(What the task asks): Rewrite all the items below, changing each "coordinates" to "pixel positions" and leaving every other word untouched. Leave the pictures out.

(Data excerpts):
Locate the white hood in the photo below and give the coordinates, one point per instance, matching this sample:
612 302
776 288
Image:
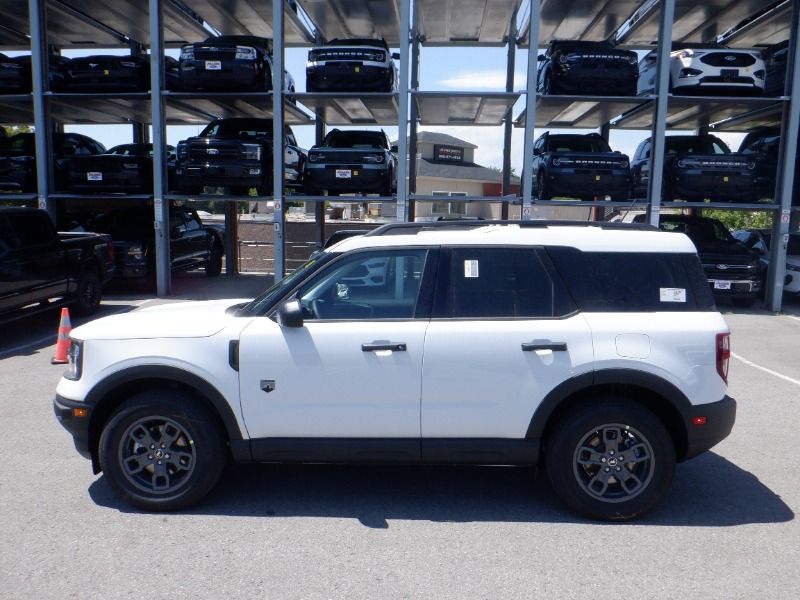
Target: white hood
173 320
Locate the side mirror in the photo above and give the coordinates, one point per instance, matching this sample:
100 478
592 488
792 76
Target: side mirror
290 314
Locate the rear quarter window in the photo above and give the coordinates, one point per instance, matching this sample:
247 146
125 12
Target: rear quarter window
633 282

(Solution to the problem):
Locate the white hood in the photo below and give the pixel positions, one point per instance, matching this sample:
612 302
776 288
Image:
Target: white hood
173 320
Locate the side mirror in the photo above and give the pixel positions, one point per instance, matching this sample:
100 478
592 488
792 76
Target: side mirror
290 314
Locate the rear quarter window in the photo above and give the pixel positions, one point per instance, matching this sample:
247 146
125 12
Target: rear quarter window
633 282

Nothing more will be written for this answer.